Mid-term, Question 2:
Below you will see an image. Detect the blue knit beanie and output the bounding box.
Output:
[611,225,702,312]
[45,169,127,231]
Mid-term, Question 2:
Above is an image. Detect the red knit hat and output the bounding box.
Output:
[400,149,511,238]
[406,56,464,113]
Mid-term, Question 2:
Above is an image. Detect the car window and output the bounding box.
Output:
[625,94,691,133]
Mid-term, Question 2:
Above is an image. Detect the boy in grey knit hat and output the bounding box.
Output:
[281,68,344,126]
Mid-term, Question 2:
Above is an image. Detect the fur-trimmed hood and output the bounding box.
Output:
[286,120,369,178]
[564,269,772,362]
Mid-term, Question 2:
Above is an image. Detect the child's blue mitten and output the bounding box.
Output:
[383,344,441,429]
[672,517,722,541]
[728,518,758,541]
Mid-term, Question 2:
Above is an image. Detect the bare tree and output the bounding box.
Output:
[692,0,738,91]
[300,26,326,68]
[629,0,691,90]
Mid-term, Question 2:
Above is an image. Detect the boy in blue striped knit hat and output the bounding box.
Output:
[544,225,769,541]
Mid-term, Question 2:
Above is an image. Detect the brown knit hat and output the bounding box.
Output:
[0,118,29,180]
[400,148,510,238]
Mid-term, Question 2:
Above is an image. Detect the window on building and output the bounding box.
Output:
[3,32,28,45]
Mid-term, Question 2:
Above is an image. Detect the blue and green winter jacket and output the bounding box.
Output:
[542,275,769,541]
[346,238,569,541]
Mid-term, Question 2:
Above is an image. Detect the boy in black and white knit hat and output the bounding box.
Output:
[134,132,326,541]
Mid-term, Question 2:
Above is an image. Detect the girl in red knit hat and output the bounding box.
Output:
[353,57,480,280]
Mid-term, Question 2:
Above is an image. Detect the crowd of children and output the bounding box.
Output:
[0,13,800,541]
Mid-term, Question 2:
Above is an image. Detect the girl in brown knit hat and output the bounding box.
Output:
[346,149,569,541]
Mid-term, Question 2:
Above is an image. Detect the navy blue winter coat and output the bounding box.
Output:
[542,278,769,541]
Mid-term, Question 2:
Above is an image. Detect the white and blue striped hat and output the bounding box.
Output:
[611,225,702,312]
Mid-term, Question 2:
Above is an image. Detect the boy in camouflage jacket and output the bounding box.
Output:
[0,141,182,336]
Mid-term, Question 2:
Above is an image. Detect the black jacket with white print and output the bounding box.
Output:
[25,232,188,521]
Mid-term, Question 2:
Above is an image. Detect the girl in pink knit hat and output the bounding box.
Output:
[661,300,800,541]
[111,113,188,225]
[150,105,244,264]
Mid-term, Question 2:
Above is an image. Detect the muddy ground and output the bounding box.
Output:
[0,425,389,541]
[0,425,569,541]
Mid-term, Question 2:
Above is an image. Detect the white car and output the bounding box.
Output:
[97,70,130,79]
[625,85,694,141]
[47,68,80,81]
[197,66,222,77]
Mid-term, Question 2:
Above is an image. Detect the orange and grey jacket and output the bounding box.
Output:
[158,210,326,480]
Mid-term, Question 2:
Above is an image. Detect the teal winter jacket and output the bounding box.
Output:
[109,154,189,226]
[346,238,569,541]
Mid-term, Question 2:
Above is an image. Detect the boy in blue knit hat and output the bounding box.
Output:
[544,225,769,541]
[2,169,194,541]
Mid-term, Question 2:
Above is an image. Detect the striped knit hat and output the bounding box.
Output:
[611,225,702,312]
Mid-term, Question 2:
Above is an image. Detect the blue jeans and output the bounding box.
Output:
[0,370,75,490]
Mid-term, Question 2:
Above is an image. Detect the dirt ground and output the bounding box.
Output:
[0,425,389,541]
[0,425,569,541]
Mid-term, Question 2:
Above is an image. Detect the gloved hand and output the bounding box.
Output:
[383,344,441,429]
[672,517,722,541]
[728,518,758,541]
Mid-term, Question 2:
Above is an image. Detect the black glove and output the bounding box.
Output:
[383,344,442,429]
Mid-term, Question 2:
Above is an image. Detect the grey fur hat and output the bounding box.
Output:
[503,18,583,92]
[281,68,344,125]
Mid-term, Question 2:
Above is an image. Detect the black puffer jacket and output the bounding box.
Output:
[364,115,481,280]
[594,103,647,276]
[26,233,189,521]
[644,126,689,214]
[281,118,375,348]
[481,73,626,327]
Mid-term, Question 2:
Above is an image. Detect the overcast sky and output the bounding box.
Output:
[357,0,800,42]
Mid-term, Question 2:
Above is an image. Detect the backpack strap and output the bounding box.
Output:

--- PROBLEM TO SOLVE ---
Please render the lines above as a JSON list of strings, one string for each line, leaving out any blank lines.

--- RESPONSE TO THIS EXERCISE ---
[
  "Mid-term, Question 2:",
  "Below you will see an image. Detect the blue knit beanie and output the bounding box.",
  "Output:",
  "[611,225,702,312]",
  "[45,169,127,231]",
  "Mid-term, Question 2:",
  "Above is an image. Detect the red knit hat and output the bounding box.",
  "Output:",
  "[400,149,511,238]",
  "[406,56,464,113]",
  "Mid-term, Question 2:",
  "Above is an image. Detect the car window and output the bounding box.",
  "Output:",
  "[625,94,691,133]",
  "Mid-term, Question 2:",
  "Above is an image. Detect the boy in grey knit hat and output the bounding box.",
  "Output:",
  "[281,68,344,126]",
  "Mid-term, Question 2:",
  "Above is an image. Detect the fur-trimmed hood and output the bounding box.",
  "Output:",
  "[286,120,369,178]",
  "[564,269,772,362]",
  "Mid-term, Question 2:",
  "Above is an image. Detect the child's blue mitten and output the bounding box.",
  "Output:",
  "[383,344,441,429]",
  "[672,517,722,541]",
  "[728,518,758,541]",
  "Mid-term, Question 2:",
  "Above is an image. Detect the bare tree and output the bounding box.",
  "Output:",
  "[692,0,738,91]",
  "[300,26,326,68]",
  "[629,0,691,90]",
  "Mid-term, Question 2:",
  "Above is an image. Detect the boy in blue striped knit hat and output the bounding box.",
  "Output:",
  "[544,225,769,541]",
  "Mid-term, Question 2:",
  "Above is an image. Detect the brown knit hat and output the bounding box.",
  "Output:",
  "[0,118,29,180]",
  "[400,148,510,238]",
  "Mid-term, Question 2:",
  "Above is an image. Detect the window on building and output the bounding box.",
  "Output:",
  "[3,32,28,45]",
  "Mid-term, Question 2:",
  "Above is an image. Detect the blue and green winter jacket and output the bounding box.",
  "Output:",
  "[542,275,769,541]",
  "[346,238,569,541]",
  "Mid-term, Question 2:",
  "Above is an image. Detect the boy in black and white knit hat and output the bounding box.",
  "Output:",
  "[134,132,326,541]",
  "Mid-term, Question 2:",
  "Above is an image. Detect the girl in red knit hat and output the bounding box.",
  "Output:",
  "[353,57,480,280]",
  "Mid-term, Question 2:",
  "Above is an image. Detect the crowd of children and output the bounding box.",
  "Output:",
  "[0,13,800,541]",
  "Mid-term, Question 2:",
  "Above is an image. Detect the girl in brown knit hat and output the bounding box.",
  "Output:",
  "[346,149,569,541]",
  "Mid-term, Question 2:",
  "Above is an image. Detect the navy blue winter coat and output the bounding box.",
  "Output:",
  "[542,278,769,541]",
  "Mid-term, Question 2:",
  "Above is an image. Detect the white and blue striped hat and output the bounding box.",
  "Output:",
  "[611,225,702,312]",
  "Mid-term, Question 2:",
  "Above is an image. Detect the boy in camouflage jacket and output the bounding box.",
  "Output:",
  "[0,141,182,336]",
  "Mid-term, Question 2:",
  "Above is an image. Detect the black jacket with white print and output the bounding box.",
  "Output:",
  "[25,232,188,521]",
  "Mid-term, Question 2:",
  "Above is an image. Detect the girl in pink knit hat and output the bounding box.",
  "Output:",
  "[661,300,800,541]",
  "[111,113,188,225]",
  "[150,105,244,264]",
  "Mid-term, Question 2:",
  "Above is an image. Detect the muddy ground and output the bounding box.",
  "Output:",
  "[0,425,389,541]",
  "[0,425,569,541]",
  "Mid-term, Question 2:",
  "Above is an image. Detect the white car and output the bounding box.",
  "Output:",
  "[97,70,130,79]",
  "[625,85,694,141]",
  "[47,68,80,81]",
  "[197,66,222,77]",
  "Mid-term, Question 2:",
  "Above is an image. Detect the orange and grey jacket and output the bounding box.",
  "Output:",
  "[158,210,326,480]",
  "Mid-term, Question 2:",
  "Above is an image. Detect the teal winter jacket and output the bounding box.",
  "Output:",
  "[109,154,189,226]",
  "[346,238,569,541]",
  "Mid-term, Question 2:",
  "Above is an image. Detect the boy in blue knit hat and output the bounding box.",
  "Output:",
  "[544,225,769,541]",
  "[2,169,194,541]",
  "Mid-term, Question 2:",
  "Above is an image. Detect the striped knit hat and output the bounding box.",
  "Output:",
  "[611,225,702,312]",
  "Mid-term, Question 2:",
  "Above is an image. Detect the blue jeans and output the bounding box.",
  "Output:",
  "[0,370,75,490]",
  "Mid-term, Question 2:",
  "Above is an image. Detect the dirt ground and output the bounding box.",
  "Output:",
  "[0,425,389,541]",
  "[0,425,569,541]",
  "Mid-term, Question 2:",
  "Above is an image. Detect the gloved hand and output the bounding box.",
  "Output:",
  "[383,344,441,429]",
  "[672,517,722,541]",
  "[728,518,758,541]",
  "Mid-term, Question 2:",
  "Above is an image. Detect the black glove and output the bounding box.",
  "Output:",
  "[383,344,442,429]",
  "Mid-term, Question 2:",
  "Above is an image. Detect the grey fur hat and output the bounding box.",
  "Output:",
  "[503,18,583,92]",
  "[281,68,344,125]",
  "Mid-term, Question 2:",
  "Above is an image. Detect the black puffer jacket and output the bounding box.",
  "Output:",
  "[364,115,481,280]",
  "[594,103,647,276]",
  "[26,233,189,521]",
  "[644,126,689,214]",
  "[281,118,375,348]",
  "[481,73,626,327]",
  "Mid-term, Question 2:",
  "Above is an image. Detect the overcast sky and output the bounding box.",
  "Output:",
  "[357,0,800,42]",
  "Mid-term, Question 2:",
  "Above is an image. Detect the backpack strap and output the bounding box.",
  "Output:"
]